> The request
From the line containing "Could you please point to the mud" down to the last line of the material, return those lines verbatim and only those.

— BEGIN Stored data —

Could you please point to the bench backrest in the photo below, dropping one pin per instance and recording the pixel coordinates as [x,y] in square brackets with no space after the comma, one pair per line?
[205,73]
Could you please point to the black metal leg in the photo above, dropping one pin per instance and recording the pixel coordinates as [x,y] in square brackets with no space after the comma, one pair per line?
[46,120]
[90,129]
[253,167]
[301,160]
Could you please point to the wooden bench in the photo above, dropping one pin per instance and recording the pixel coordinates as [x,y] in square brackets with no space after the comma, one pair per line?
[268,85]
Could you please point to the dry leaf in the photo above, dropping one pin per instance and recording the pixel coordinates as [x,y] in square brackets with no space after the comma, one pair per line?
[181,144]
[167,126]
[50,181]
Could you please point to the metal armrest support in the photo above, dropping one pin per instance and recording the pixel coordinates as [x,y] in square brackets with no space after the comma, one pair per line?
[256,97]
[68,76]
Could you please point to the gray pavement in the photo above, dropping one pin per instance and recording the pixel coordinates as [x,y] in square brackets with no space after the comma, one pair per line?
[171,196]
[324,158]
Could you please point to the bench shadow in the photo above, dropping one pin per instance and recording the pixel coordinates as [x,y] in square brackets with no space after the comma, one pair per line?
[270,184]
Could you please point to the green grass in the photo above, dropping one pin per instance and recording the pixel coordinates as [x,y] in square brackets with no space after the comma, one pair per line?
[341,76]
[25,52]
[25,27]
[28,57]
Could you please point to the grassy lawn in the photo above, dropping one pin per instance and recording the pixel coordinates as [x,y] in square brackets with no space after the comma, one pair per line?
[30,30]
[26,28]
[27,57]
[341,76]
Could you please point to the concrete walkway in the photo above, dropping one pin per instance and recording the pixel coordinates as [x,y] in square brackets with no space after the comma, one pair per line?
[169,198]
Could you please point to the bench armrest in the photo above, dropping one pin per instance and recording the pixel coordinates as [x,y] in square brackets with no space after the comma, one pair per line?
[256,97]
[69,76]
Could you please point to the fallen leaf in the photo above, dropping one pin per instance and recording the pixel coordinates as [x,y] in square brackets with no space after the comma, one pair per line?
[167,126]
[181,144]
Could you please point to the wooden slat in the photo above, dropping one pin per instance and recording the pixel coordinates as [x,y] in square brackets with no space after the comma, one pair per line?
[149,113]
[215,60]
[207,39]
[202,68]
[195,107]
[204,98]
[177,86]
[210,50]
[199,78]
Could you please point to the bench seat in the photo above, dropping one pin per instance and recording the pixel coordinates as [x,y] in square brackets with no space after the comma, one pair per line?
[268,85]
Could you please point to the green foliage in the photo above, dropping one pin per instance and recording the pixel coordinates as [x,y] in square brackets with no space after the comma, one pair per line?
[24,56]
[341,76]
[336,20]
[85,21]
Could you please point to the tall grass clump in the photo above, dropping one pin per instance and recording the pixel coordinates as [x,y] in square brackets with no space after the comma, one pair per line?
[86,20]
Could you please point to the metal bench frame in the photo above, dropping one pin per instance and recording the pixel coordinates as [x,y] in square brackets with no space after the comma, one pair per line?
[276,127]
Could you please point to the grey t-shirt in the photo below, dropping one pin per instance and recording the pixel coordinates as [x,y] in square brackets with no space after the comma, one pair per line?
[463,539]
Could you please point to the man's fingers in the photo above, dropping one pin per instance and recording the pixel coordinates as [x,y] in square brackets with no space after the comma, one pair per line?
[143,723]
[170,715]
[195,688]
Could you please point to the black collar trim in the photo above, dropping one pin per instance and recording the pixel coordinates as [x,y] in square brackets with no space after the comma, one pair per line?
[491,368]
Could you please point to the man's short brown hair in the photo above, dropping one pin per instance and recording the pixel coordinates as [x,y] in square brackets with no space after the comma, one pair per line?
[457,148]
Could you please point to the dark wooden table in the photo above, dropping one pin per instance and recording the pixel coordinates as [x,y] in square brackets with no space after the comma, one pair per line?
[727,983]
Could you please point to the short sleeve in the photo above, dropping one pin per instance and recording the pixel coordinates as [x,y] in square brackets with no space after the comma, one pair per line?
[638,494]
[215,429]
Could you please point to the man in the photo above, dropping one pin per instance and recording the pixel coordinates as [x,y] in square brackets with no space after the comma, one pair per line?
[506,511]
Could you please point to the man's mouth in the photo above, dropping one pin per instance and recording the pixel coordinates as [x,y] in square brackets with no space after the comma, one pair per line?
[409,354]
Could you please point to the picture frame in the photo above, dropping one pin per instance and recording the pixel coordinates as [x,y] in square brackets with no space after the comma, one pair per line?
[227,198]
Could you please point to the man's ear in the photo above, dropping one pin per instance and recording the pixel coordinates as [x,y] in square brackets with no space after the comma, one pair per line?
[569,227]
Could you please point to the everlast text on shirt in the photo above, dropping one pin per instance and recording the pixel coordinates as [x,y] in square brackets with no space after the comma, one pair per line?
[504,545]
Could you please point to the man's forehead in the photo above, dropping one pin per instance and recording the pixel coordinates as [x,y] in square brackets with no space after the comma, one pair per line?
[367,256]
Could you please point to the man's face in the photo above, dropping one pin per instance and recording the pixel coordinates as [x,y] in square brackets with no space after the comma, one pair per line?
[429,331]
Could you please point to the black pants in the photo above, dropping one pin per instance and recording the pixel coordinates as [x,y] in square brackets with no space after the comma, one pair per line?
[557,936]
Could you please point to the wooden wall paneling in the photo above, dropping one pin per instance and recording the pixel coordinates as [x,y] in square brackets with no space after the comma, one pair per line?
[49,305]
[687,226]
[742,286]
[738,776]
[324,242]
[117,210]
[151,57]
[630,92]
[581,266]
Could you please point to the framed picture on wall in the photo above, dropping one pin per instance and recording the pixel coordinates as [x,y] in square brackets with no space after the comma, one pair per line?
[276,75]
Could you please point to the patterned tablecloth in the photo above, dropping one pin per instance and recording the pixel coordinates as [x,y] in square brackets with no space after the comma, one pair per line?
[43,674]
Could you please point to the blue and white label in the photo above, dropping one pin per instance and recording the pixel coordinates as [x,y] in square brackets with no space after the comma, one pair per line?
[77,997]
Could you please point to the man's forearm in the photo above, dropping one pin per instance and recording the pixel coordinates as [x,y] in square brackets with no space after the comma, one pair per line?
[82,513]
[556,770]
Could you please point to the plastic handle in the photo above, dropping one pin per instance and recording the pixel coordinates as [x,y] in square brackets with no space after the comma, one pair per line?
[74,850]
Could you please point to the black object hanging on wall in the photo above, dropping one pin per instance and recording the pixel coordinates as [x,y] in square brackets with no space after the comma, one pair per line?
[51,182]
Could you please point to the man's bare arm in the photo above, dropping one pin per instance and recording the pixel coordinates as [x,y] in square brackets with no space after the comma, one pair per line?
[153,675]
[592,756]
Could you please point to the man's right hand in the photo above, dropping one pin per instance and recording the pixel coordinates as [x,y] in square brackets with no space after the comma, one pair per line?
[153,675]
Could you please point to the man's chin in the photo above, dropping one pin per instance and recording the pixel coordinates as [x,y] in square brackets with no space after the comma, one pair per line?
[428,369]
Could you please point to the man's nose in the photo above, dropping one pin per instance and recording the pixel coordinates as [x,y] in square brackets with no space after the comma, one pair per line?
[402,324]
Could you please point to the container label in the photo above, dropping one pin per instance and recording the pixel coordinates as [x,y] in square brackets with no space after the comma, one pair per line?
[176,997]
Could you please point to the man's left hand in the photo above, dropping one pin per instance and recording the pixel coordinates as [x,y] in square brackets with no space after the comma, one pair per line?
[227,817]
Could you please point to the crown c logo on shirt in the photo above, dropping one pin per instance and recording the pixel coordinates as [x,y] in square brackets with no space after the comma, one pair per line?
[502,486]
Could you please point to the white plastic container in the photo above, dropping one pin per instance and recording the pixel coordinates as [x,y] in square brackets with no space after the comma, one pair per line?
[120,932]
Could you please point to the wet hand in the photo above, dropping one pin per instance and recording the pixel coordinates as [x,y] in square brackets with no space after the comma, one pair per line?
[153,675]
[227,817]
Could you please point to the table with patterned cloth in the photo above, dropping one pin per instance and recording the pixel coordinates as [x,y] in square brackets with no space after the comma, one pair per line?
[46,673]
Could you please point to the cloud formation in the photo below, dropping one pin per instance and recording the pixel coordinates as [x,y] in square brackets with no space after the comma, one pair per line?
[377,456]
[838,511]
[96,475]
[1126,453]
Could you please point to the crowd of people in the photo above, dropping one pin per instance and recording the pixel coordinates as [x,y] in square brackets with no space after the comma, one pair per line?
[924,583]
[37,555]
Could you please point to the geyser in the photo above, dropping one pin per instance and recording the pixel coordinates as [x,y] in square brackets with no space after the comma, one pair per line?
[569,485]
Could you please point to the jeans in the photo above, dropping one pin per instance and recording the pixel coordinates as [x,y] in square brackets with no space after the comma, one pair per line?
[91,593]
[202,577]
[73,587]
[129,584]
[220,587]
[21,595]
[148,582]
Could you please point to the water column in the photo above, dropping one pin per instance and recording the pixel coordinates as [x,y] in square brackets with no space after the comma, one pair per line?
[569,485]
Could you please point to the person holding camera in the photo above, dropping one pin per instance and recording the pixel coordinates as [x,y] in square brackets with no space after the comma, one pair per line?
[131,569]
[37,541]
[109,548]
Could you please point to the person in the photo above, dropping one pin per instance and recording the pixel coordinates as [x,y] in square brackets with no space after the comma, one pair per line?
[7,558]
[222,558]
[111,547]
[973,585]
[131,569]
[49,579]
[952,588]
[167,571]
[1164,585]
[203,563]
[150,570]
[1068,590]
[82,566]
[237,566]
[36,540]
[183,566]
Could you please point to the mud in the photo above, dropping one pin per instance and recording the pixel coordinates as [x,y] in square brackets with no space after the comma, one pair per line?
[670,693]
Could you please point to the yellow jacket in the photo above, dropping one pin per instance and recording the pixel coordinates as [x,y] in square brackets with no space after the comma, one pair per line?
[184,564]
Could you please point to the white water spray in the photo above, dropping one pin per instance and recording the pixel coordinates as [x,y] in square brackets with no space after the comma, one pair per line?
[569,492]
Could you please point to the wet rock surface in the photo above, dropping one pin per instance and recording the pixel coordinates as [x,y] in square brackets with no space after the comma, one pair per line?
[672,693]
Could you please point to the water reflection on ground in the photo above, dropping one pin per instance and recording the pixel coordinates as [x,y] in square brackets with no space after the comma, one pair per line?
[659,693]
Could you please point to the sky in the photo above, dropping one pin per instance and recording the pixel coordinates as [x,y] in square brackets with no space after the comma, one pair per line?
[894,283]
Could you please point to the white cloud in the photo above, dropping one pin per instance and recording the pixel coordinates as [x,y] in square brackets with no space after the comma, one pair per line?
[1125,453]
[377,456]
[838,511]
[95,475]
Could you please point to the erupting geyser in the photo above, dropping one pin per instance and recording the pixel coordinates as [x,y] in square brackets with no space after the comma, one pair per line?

— END Stored data —

> Written reply
Could you please point to the mud in the photo above, dropping one pin per instance and recording the pixel coordinates as [x,y] in square brackets with no space after the comma, one pair per line?
[670,693]
Could you please point to the yellow jacket in the photo above, dropping one pin per instance and recording the pixel coordinates as [x,y] in square brackets with no space after the comma, one pair per line?
[184,564]
Could you please point to the white water spray in the photo above, dropping one pin per instance and recording the pixel coordinates as [x,y] in square brackets with no space after the comma, one pair per line?
[569,492]
Could you please point to the wet rock surface in the photo above, dropping one pin per instance and recording the pixel coordinates as [x,y] in square brackets with no space after the comma, one pair per line?
[672,693]
Could you please point to the water reflection on ground in the photo above, dropping one pin per instance and recording the pixel coordinates as [x,y] in square brackets with no space after the comma, one pair per line?
[659,693]
Could you please point to the sky in the photo above, dropping one pin per instance and recording the pixel coordinates as [x,y] in square brackets with no space after the comma, one pair per line?
[894,283]
Could you please point to the white cloud in the photo above, dropping one pin per instance and recording the pixel coordinates as [x,y] in square brackets with no space after the comma, one pair per line?
[1125,453]
[377,456]
[838,511]
[95,475]
Could you please point to the erupting geyser in the photo above, dropping one pin per instance and recording the pixel coordinates as [x,y] in square brackets with no space after the comma, one pair per line?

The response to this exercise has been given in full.